[<prev] [next>] [<thread-prev] [thread-next>] [day] [month] [year] [list]
Message-ID: <CANn89iK5-WQ-geM6nzz_WOBwc8_jt7HQUqXbm_eDceydvf0FJQ@mail.gmail.com>
Date: Fri, 22 Aug 2025 06:56:03 -0700
From: Eric Dumazet <edumazet@...gle.com>
To: Balazs Scheidler <bazsi77@...il.com>
Cc: netdev@...r.kernel.org, pabeni@...hat.com
Subject: Re: [RFC, RESEND] UDP receive path batching improvement
On Fri, Aug 22, 2025 at 6:33 AM Balazs Scheidler <bazsi77@...il.com> wrote:
>
> On Fri, Aug 22, 2025 at 06:10:28AM -0700, Eric Dumazet wrote:
> > On Fri, Aug 22, 2025 at 5:56 AM Balazs Scheidler <bazsi77@...il.com> wrote:
> > >
> > > On Fri, Aug 22, 2025 at 02:37:28AM -0700, Eric Dumazet wrote:
> > > > On Fri, Aug 22, 2025 at 2:15 AM Balazs Scheidler <bazsi77@...il.com> wrote:
> > > > >
> > > > > On Fri, Aug 22, 2025 at 01:18:36AM -0700, Eric Dumazet wrote:
> > > > > > On Fri, Aug 22, 2025 at 1:15 AM Balazs Scheidler <bazsi77@...il.com> wrote:
> > > > > > > The condition above uses "sk->sk_rcvbuf >> 2" as a trigger when the update is
> > > > > > > done to the counter.
> > > > > > >
> > > > > > > In our case (syslog receive path via udp), socket buffers are generally
> > > > > > > tuned up (in the order of 32MB or even more, I have seen 256MB as well), as
> > > > > > > the senders can generate spikes in their traffic and a lot of senders send
> > > > > > > to the same port. Due to latencies, sometimes these buffers take MBs of data
> > > > > > > before the user-space process even has a chance to consume them.

- - - -

WRITTEN PROBLEM A:
Identify every line in the rows below that contains the string "mouth".

Data taken from a collection:

- - - -

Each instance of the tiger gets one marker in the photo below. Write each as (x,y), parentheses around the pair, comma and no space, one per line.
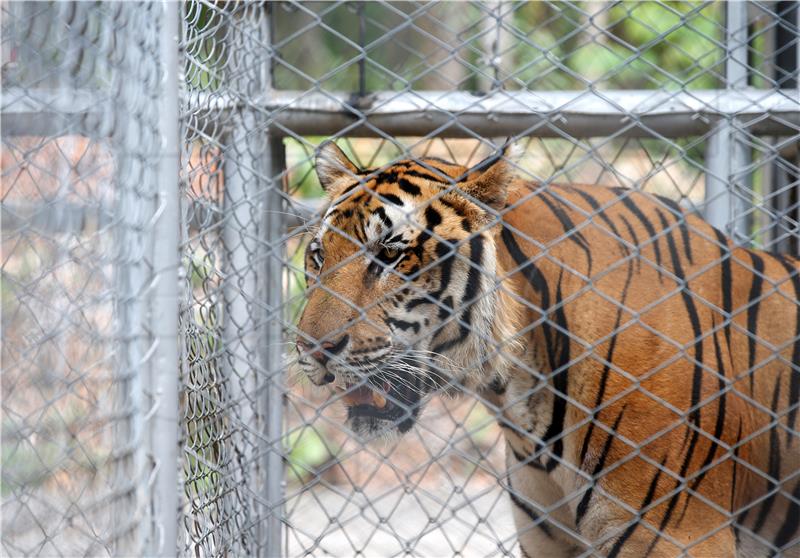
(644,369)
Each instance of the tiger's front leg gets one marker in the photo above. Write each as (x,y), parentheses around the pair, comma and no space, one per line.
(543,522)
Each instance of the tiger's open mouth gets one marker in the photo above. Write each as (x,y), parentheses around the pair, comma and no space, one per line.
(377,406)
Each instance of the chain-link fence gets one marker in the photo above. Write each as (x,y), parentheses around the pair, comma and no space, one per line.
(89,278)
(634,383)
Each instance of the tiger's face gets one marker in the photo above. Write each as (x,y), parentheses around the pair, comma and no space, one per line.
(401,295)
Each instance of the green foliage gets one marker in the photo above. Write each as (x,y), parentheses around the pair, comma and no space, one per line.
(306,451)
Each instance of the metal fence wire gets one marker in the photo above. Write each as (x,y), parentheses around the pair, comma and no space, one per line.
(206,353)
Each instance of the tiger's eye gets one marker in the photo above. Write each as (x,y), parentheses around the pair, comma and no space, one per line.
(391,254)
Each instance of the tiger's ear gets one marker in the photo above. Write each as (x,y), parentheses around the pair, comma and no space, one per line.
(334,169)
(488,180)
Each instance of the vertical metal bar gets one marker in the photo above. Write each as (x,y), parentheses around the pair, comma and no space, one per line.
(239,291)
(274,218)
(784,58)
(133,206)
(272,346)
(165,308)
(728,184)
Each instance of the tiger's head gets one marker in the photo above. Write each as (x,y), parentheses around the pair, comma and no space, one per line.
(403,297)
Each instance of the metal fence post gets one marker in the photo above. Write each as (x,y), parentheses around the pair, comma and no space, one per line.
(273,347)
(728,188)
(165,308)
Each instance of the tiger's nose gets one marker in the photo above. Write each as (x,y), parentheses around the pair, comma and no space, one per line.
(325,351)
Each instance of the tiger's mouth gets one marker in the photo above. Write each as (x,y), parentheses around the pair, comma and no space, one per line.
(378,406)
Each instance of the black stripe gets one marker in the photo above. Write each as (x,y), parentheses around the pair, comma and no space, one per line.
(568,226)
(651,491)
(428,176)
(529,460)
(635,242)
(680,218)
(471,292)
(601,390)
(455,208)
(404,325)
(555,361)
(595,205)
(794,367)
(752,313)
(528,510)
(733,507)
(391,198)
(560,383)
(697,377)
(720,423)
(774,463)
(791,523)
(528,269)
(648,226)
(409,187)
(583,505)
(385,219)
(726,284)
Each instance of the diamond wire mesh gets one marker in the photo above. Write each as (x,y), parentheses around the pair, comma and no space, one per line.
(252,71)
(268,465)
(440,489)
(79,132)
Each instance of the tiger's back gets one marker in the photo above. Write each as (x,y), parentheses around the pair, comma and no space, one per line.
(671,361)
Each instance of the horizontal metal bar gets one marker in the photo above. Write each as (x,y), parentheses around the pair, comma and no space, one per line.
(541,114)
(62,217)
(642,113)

- - - -

WRITTEN PROBLEM B:
In the mailing list message above, what expression does the condition use as the trigger for updating the counter?

REPLY A:
Each instance of the tiger's open mouth gets one marker in the photo above. Write each as (x,y), parentheses around the pair, comma and no space, one per line.
Each instance of the tiger's mouth gets one marker in the photo above. Write each as (x,y), parentheses around the pair, comma and no space, one per line.

REPLY B:
"sk->sk_rcvbuf >> 2"